▶ _Brief A_:
Quote the passage of the thread on the Christian Reformed Church's positions that starts at "Is not Dr. Robert" and ends at "Elders and Pastors?".
▶ _Brief B_:
Continue the thread on the Christian Reformed Church's positions from its last sentence.

>> Begin Quoted passage

# The Christian Reformed Church's positions



## CDM (May 16, 2006)

Here is the CRC's position on _Women in Ecclesiastical Office_:

http://www.crcna.org/pages/positions_women_office.cfm



> *Women may be ordained to all ecclesiastical offices in the Christian Reformed Church.* Women may be ordained as deacons in any church and as elders, ministers, and evangelists in churches belonging to classes that have declared the word male inoperative in Church Order Article 3-a. In classes that have not approved opening all the offices to women, individual congregations may still elect women as elders. The church's position is in effect until 2005, when it will again be reviewed. The biblical-theological argumentation that undergirds the CRC's approach to this issue can be found in Agenda for Synod 2000, pp. 355-73.



Is not Dr. Robert Godfrey, President of Westminster West, an ordained minister in the CRC? Which leads me to ask, does Westminster, too, teach that women can be Elders and Pastors?

Has the CRC always held to the liberal view of women in the church? 

I thought the CRC was a "conservative" denomination.

>> End Quoted passage
>> Begin Dataset extract

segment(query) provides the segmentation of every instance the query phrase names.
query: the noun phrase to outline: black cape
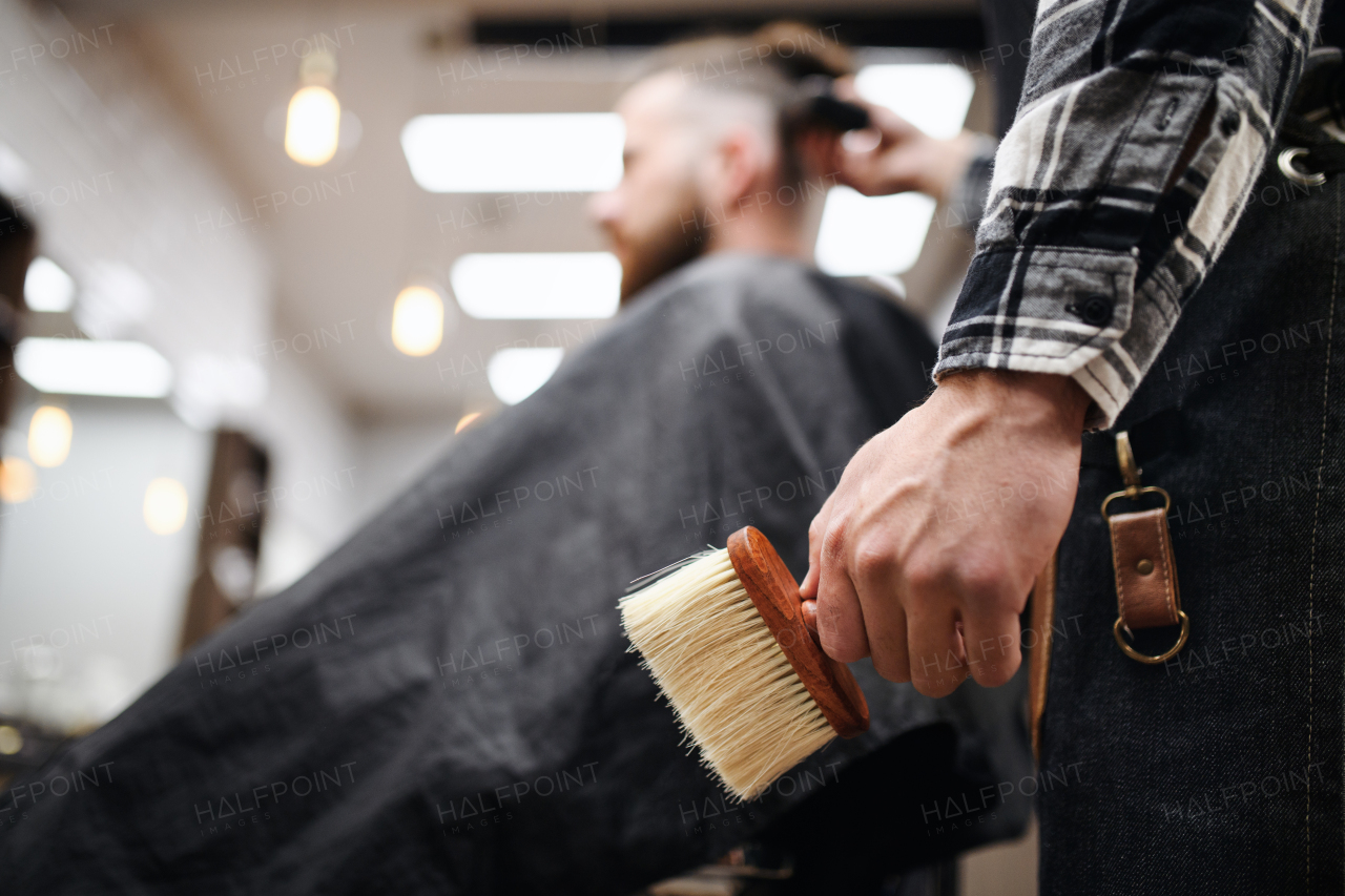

>> End Dataset extract

▶ _Expected answer A_:
Is not Dr. Robert Godfrey, President of Westminster West, an ordained minister in the CRC? Which leads me to ask, does Westminster, too, teach that women can be Elders and Pastors?

▶ _Expected answer B_:
----------



## smhbbag (May 16, 2006)

From what I've been told by some CRC'ers, that has been the official denominational stance for quite a while. Strangely, most individual churches have not gone that route.

At Dordt College (CRC in Iowa), the issue is taught with a very heavy hand toward the ordination of women. The college certainly endorses it from the top down, although I know of nothing official saying so.

Like I said, though, most individual churches I'm aware of have not succumbed, and are strongly conservative on this issue and others, but the leadership has been pretty liberal for a long time. I'm not sure on any of the causes for that disconnect.


----------



## CDM (May 16, 2006)

That's amazing there are many (CRC) church's that haven't succumbed into liberalism. I wonder if it's like that with the PCUSA? 

I am wondering what I would do if my denomination (PCA) went this route. I am quite sure that that would force me to leave. And I believe membership is for life unless God calls you somewhere else for a purpose or apostasy.


----------



## R. Scott Clark (May 16, 2006)

> _Originally posted by mangum_
> Here is the CRC's position on _Women in Ecclesiastical Office_:
> 
> http://www.crcna.org/pages/positions_women_office.cfm
> ...



Yes, Bob Godfrey is president of WSC.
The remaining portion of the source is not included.